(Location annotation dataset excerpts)
****

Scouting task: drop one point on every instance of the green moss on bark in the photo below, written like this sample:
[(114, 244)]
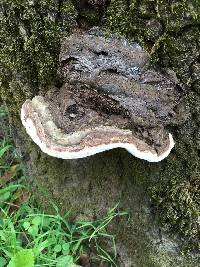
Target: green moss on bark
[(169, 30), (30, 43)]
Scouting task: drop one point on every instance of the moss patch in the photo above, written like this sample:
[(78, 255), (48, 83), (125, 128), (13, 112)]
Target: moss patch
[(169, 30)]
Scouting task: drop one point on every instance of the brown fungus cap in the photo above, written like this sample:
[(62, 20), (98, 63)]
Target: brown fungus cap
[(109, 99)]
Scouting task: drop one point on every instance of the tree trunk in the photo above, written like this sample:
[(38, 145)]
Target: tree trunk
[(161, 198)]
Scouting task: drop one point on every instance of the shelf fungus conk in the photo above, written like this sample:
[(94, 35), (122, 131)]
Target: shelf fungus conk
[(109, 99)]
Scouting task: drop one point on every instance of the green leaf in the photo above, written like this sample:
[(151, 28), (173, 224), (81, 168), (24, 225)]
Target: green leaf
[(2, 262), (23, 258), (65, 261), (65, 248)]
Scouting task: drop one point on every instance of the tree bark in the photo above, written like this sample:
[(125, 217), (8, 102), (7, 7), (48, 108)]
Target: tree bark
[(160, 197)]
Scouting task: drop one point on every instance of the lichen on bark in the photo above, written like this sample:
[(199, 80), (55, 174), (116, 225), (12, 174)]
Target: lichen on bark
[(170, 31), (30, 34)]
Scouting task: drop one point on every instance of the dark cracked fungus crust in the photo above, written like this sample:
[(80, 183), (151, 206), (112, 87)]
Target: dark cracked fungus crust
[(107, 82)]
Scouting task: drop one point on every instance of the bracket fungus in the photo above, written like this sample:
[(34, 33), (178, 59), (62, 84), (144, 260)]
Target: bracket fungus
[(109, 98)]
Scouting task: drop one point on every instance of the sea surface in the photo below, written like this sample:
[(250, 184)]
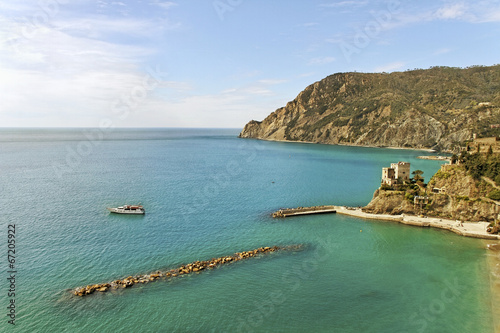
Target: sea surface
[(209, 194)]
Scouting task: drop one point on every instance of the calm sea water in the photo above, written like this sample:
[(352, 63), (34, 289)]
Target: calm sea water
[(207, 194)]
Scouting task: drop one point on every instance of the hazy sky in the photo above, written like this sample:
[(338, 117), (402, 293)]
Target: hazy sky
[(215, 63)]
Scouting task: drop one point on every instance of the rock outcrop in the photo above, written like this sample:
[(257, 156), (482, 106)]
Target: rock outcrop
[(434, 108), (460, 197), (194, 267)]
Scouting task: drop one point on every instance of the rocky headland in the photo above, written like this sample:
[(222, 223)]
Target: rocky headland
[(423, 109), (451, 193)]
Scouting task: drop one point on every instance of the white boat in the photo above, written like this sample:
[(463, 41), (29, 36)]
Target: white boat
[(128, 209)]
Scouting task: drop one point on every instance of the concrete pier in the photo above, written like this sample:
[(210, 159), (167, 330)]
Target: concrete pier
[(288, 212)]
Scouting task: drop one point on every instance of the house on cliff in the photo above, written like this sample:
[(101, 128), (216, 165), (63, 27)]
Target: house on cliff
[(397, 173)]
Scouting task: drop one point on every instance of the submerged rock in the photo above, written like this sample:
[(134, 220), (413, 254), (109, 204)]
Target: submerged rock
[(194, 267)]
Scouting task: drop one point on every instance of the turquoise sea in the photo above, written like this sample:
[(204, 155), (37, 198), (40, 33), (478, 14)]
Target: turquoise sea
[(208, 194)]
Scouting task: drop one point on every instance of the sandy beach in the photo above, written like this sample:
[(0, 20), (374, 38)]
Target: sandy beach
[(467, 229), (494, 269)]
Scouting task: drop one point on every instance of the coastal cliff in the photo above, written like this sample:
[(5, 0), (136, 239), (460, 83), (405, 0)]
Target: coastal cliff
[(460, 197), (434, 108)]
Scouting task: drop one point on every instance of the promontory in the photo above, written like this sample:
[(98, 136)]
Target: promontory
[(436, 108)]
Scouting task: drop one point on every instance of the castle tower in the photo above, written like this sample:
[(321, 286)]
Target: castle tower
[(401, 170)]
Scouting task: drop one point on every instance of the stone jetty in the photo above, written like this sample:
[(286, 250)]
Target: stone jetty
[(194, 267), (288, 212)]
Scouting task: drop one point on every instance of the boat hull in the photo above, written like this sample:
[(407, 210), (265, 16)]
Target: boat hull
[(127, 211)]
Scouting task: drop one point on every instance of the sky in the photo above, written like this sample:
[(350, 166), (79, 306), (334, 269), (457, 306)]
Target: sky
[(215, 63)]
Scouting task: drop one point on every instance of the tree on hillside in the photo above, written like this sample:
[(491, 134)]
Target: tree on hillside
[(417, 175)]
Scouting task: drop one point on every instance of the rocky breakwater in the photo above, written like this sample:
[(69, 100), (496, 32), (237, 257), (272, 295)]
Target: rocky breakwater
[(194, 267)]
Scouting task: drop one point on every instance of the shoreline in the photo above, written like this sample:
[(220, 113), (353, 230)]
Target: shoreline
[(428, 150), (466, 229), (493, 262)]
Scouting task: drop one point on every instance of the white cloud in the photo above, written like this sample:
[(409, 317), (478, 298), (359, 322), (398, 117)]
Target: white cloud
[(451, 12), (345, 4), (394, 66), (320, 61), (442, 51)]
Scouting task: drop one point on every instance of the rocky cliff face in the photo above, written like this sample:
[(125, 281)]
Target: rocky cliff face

****

# Directions
Can you repeat every item above word for word, omitting the pictures?

# Completed exercise
Scouting task: drop one point on every instance of the green moss on bark in the photo below, written like this sample:
[(114, 244)]
Target: green moss on bark
[(169, 30), (30, 43)]
Scouting task: drop one point on every instance of the moss patch in the photo above, written like this sample:
[(78, 255), (48, 83), (125, 128), (13, 112)]
Target: moss patch
[(169, 30)]
Scouting task: drop one point on every instance of the brown fungus cap in the photo above, written like this sample:
[(62, 20), (98, 63)]
Target: brown fungus cap
[(109, 99)]
Scouting task: drop one point on every instance of the tree trunk in the photo above, written like this sample:
[(38, 145)]
Target: tree trunk
[(161, 198)]
Scouting task: drop one point on every instance of the shelf fungus conk in the photo above, written like this sample:
[(94, 35), (122, 131)]
Target: shelf fungus conk
[(109, 99)]
Scouting task: drop one point on every instance of the green leaf in the photo above, written like this sample:
[(151, 28), (173, 224), (81, 168), (24, 225)]
Target: green leaf
[(2, 262), (23, 258), (65, 261), (65, 248)]
Scouting task: drop one point on every instance of the tree bark in the photo above, written like this sample:
[(125, 217), (8, 102), (7, 7), (48, 108)]
Target: tree bark
[(160, 197)]
Scouting task: drop one point on every instance of the lichen on bark in the photo above, written like this sample:
[(199, 80), (55, 174), (116, 225), (12, 174)]
Target: lichen on bark
[(170, 31), (30, 34)]
Scouting task: drop one point on every instance of the dark cracked fungus crust in the photo above, written like this sample:
[(80, 183), (151, 206), (112, 87)]
Target: dark cracked fungus crust
[(107, 82)]
Scouting task: drop one point on every instance of the bracket fungus in the photo above, written like this sample:
[(34, 33), (178, 59), (62, 84), (144, 260)]
Target: bracket fungus
[(109, 98)]
Scouting task: drop one point on every instance of the sea surface in the photo below, written like this sample:
[(250, 184)]
Target: sea surface
[(209, 194)]
Scouting task: drop one point on every instance of the calm sea water in the photo above, written like this sample:
[(352, 63), (34, 289)]
Target: calm sea water
[(207, 194)]
Scouting task: drop one point on every instance of the hazy sky in the photo above, written like this sample:
[(338, 117), (402, 293)]
Target: hazy sky
[(215, 63)]
Scouting task: drop one point on every instance of the rock outcrop in the photo above, written like this sample:
[(257, 156), (482, 106)]
Target: rock outcrop
[(434, 108), (460, 197), (194, 267)]
Scouting task: drop one point on every instance of the rocky headland in the photo above, written like this sample:
[(222, 223)]
Target: rocky headland
[(423, 109), (451, 193)]
Scouting task: drop one point on every instance of the white boat in the photo above, written like this sample:
[(463, 41), (29, 36)]
Target: white boat
[(128, 209)]
Scouting task: drop one point on every instance of the concrete pier in the photo above, written like this sample:
[(210, 159), (167, 330)]
Target: concrete pier
[(288, 212)]
Scouting task: drop one point on every instance of the house on cliff in the photo above, written like this sample:
[(101, 128), (216, 165), (63, 27)]
Target: house on cliff
[(397, 173)]
Scouting task: drop one point on every instance of the submerged rock in the photo above, written like this sample:
[(134, 220), (413, 254), (109, 204)]
Target: submerged rock
[(194, 267)]
Scouting task: drop one point on every instance of the turquoise sea in the photo above, written like this sample:
[(204, 155), (37, 198), (40, 33), (478, 14)]
Target: turquoise sea
[(208, 194)]
Scouting task: drop one point on every instance of the sandy beach in the photo above, written like this sample:
[(0, 20), (374, 38)]
Target: sandy beach
[(467, 229), (494, 269)]
Scouting task: drop one point on every instance of the coastal cliff in the photo above, written like this sample:
[(5, 0), (136, 239), (460, 83), (405, 0)]
Target: coastal cliff
[(460, 197), (434, 108)]
Scouting task: drop one point on every instance of the promontory in the photo above, written like this sample:
[(98, 136)]
Target: promontory
[(436, 108)]
Scouting task: drop one point on every instance of the castle tower in the photo above, written like this sample:
[(321, 286)]
Target: castle tower
[(401, 170)]
Scouting task: drop one point on every instance of the stone jetty in the photo above, written like this sample:
[(286, 250)]
Target: stone jetty
[(194, 267), (288, 212)]
Scouting task: drop one point on every instance of the boat hull in the photo above, written like this sample:
[(407, 210), (265, 16)]
Target: boat hull
[(127, 211)]
Scouting task: drop one point on every instance of the sky in the photo above, written like this sample:
[(350, 166), (79, 306), (334, 269), (457, 306)]
Target: sky
[(215, 63)]
Scouting task: drop one point on every instance of the tree on hillside in the photo above, written like this sample:
[(491, 134)]
Target: tree on hillside
[(417, 175)]
Scouting task: drop one point on every instance of the rocky breakwater in the photo above, written like this sample:
[(69, 100), (496, 32), (237, 257), (272, 295)]
Target: rocky breakwater
[(194, 267)]
Scouting task: drop one point on every instance of the shoreline in the photo above, written like this sample:
[(220, 113), (353, 230)]
Target: shoreline
[(428, 150), (466, 229), (493, 262)]
Scouting task: drop one point on every instance of the white cloud in the photo above, written like this sample:
[(409, 317), (478, 298), (359, 322), (398, 117)]
Target: white cloud
[(451, 12), (345, 4), (394, 66), (320, 61), (442, 51)]
Scouting task: drop one point on every instance of the rocky cliff face in the photo above, written like this sample:
[(125, 281)]
Target: rocky cliff face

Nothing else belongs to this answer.